> **TASK OBJECTIVE**
Return every line from the entries below that contains the word "shadow", copied unchanged.

........

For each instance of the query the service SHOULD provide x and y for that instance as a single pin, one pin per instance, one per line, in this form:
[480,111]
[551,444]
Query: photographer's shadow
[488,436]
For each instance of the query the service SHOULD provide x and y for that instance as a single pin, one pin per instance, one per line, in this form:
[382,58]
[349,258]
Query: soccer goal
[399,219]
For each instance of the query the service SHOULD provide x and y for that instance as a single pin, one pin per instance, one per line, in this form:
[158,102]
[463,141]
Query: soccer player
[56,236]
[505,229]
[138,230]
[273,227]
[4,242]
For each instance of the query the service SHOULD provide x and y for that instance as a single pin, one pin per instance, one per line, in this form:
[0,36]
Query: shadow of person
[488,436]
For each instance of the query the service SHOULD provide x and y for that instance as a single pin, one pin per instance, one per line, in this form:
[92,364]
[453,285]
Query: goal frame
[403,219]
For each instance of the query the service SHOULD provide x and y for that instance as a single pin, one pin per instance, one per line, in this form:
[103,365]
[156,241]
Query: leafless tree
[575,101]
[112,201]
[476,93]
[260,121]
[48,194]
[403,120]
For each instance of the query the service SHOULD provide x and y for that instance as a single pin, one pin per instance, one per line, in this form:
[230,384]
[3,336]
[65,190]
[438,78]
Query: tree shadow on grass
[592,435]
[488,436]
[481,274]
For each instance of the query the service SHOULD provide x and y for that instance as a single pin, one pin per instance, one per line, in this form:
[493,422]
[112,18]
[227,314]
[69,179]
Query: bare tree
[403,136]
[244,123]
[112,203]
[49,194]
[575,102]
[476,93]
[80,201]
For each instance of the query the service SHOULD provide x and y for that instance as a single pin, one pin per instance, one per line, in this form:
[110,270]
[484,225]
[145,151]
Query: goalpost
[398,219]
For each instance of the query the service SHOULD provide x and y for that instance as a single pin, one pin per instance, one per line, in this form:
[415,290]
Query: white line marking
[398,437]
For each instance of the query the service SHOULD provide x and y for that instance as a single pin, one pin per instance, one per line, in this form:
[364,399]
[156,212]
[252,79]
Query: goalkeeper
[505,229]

........

> **WRITTEN REPLY**
Query: photographer's shadow
Query: shadow of person
Query: tree shadow on grass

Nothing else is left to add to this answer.